- [WHAT YOU SHOULD DO]:
Your answer should consist of each line from the data below that contains "query".

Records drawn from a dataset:
⁂

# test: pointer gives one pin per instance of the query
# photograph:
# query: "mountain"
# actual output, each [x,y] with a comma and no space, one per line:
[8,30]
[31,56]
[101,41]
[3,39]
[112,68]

⁂

- [YOUR RESPONSE]:
# test: pointer gives one pin per instance of the query
# query: "mountain"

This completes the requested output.